**Task prompt**
Set down the entries exactly. No line may differ from its source.

━━━━

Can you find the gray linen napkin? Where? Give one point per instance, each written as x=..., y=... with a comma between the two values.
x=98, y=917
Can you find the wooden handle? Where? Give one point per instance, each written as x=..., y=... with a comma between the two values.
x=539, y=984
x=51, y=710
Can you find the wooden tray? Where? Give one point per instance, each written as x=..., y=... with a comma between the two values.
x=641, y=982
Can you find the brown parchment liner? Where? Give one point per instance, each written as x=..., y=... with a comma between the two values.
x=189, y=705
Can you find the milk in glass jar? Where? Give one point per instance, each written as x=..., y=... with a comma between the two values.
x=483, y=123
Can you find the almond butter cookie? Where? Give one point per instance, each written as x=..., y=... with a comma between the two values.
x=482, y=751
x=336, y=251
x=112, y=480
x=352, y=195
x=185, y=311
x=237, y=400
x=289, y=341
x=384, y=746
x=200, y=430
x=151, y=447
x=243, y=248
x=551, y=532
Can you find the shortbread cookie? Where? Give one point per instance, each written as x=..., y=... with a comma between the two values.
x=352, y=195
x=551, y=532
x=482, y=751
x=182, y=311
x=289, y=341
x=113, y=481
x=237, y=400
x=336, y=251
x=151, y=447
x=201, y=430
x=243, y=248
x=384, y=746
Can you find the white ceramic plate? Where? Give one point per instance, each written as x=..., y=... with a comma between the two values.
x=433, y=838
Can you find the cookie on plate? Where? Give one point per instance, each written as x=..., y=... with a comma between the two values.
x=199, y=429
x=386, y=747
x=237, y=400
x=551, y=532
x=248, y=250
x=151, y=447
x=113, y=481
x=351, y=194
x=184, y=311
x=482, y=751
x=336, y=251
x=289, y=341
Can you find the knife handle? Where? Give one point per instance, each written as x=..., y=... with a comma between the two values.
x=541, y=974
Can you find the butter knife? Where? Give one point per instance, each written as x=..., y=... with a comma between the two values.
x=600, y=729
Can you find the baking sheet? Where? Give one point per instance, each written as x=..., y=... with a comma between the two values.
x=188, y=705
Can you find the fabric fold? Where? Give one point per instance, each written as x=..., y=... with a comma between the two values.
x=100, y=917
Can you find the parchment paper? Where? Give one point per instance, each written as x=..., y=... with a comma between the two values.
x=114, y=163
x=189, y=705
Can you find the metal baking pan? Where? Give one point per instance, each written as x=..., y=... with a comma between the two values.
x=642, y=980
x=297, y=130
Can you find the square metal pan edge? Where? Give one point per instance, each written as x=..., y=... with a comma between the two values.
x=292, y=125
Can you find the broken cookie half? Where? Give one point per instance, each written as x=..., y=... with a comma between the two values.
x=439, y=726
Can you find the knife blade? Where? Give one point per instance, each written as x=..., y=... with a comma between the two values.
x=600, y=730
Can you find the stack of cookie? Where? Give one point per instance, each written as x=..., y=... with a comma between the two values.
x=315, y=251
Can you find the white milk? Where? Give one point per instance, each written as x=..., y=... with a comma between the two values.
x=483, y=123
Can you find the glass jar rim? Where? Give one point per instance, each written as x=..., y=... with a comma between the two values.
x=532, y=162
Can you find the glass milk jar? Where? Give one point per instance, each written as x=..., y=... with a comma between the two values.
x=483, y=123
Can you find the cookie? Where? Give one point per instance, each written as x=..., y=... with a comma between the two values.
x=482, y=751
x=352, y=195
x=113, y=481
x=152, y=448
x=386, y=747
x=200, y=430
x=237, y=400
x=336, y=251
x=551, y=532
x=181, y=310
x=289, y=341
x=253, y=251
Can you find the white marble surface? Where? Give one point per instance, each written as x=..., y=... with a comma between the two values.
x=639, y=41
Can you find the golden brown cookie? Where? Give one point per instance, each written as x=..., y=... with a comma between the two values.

━━━━

**Response to the task**
Can you find the gray linen napkin? Where? Give one point per instance, each written as x=..., y=... with a comma between the two values.
x=98, y=917
Can you find the wooden handle? Where? Give one point per instance, each written as x=..., y=... with a comma between the two values.
x=539, y=984
x=51, y=710
Can you find the wooden tray? Where? Give one point per instance, each written as x=..., y=... with a comma between the two values.
x=641, y=982
Can you find the brown parchment liner? Where? Give one point per instance, each written as x=..., y=... with a comma between the two values.
x=189, y=705
Can you find the milk in glass jar? Where? Give one point per instance, each written as x=..., y=... with a comma between the two values.
x=483, y=123
Can you find the almond butter cookie? Where? Give one point per instance, each written as x=..., y=... with a comma between the two values.
x=482, y=751
x=336, y=251
x=112, y=480
x=352, y=195
x=185, y=311
x=237, y=400
x=289, y=341
x=384, y=746
x=200, y=430
x=151, y=447
x=243, y=248
x=551, y=532
Can you find the shortbread cookie? Where? Give one point per instance, each written as x=..., y=... with a comma between the two values.
x=352, y=195
x=551, y=532
x=482, y=751
x=182, y=311
x=289, y=341
x=113, y=481
x=237, y=400
x=336, y=251
x=151, y=447
x=201, y=430
x=243, y=248
x=384, y=746
Can you find the white ceramic plate? Where? Give one point per instance, each written as x=..., y=... with a comma between the two values.
x=433, y=838
Can you find the cookie on plate? Where? Give one point per instance, each written as x=..., y=... with a comma between the two values.
x=199, y=429
x=386, y=747
x=237, y=400
x=551, y=532
x=248, y=250
x=151, y=447
x=113, y=481
x=351, y=194
x=184, y=311
x=482, y=751
x=336, y=251
x=289, y=341
Can you find the knife handle? Where? Give one point per instance, each written as x=..., y=... with a comma between the two values.
x=541, y=974
Can you find the butter knife? Where? Give one point per instance, each written as x=..., y=... with a comma between the two values.
x=600, y=729
Can you find the baking sheet? Where? Give one point per instance, each written as x=..., y=... with a comma between the two values.
x=188, y=705
Can you find the fabric fold? Where? Give one point per instance, each written as x=..., y=... with a comma between the two values.
x=100, y=917
Can you find the parchment paper? Where? Give one point per instance, each written as x=..., y=... with a comma between the two values.
x=114, y=163
x=189, y=705
Can you find the metal baking pan? Where? Give one point per instance, each written as x=..., y=... with a comma between the two values.
x=642, y=980
x=297, y=130
Can you find the square metal pan edge? Where? Give one point per instance, each written as x=..., y=... with a comma between the two values.
x=292, y=125
Can you find the broken cookie half? Where? Give one point per instance, each written as x=..., y=... with a comma between the two values.
x=439, y=726
Can you find the knife blade? Where? Give one point per instance, each written as x=..., y=... with a comma between the two values.
x=600, y=730
Can you find the stack of cookie? Where? Give one point per instance, each written as x=..., y=... with a comma between the two values.
x=315, y=251
Can you find the white milk? Where? Give one point per instance, each written as x=..., y=... with a comma between the two values.
x=483, y=123
Can you find the glass jar rim? Where? Give one point per instance, each written as x=..., y=... with a comma between the two values.
x=532, y=162
Can you find the glass milk jar? Where? Give one point per instance, each written as x=..., y=... with a comma between the two values.
x=483, y=123
Can you find the cookie? Where? Give one point per instance, each written as x=..., y=... with a comma between the two values.
x=482, y=751
x=352, y=195
x=113, y=481
x=152, y=448
x=386, y=747
x=200, y=430
x=237, y=400
x=336, y=251
x=551, y=532
x=181, y=310
x=289, y=341
x=253, y=251
Can you find the white marble surface? Where? Give one point per instance, each written as x=..., y=... with a comma between the two values.
x=639, y=41
Can you find the golden brown cookie? Where? Give one point per instance, each written as x=..., y=... with a comma between the two values.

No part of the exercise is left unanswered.